* _TASK BRIEF_: Repeat these records exactly, pictures excluded.

*** Opening of DATA EXTRACT ***

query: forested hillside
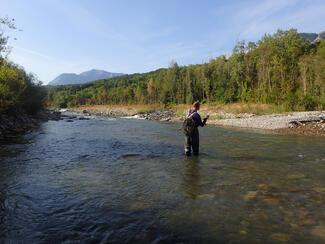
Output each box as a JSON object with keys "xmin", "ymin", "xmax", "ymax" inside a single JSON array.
[
  {"xmin": 48, "ymin": 29, "xmax": 325, "ymax": 111},
  {"xmin": 0, "ymin": 17, "xmax": 46, "ymax": 114},
  {"xmin": 0, "ymin": 59, "xmax": 46, "ymax": 114}
]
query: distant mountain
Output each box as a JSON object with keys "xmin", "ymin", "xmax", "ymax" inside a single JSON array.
[
  {"xmin": 49, "ymin": 69, "xmax": 124, "ymax": 85},
  {"xmin": 300, "ymin": 31, "xmax": 325, "ymax": 43}
]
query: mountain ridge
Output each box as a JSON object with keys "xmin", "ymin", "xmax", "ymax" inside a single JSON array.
[
  {"xmin": 49, "ymin": 69, "xmax": 124, "ymax": 85},
  {"xmin": 299, "ymin": 31, "xmax": 325, "ymax": 43}
]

*** Close of DATA EXTRACT ***

* _ANSWER SECTION_:
query: forested hillside
Output each box as a JSON object with keys "xmin", "ymin", "xmax", "ymax" inside a single JSON array.
[
  {"xmin": 48, "ymin": 29, "xmax": 325, "ymax": 111},
  {"xmin": 0, "ymin": 17, "xmax": 46, "ymax": 114},
  {"xmin": 0, "ymin": 59, "xmax": 46, "ymax": 114}
]
query: distant mountain
Output each box as a JSON object with keys "xmin", "ymin", "xmax", "ymax" inside a single JSON array.
[
  {"xmin": 49, "ymin": 69, "xmax": 124, "ymax": 85},
  {"xmin": 300, "ymin": 31, "xmax": 325, "ymax": 43}
]
query: mountain ridge
Output each box as a JSON object with keys "xmin", "ymin", "xmax", "ymax" inside a single JSON array.
[
  {"xmin": 49, "ymin": 69, "xmax": 124, "ymax": 85},
  {"xmin": 299, "ymin": 31, "xmax": 325, "ymax": 43}
]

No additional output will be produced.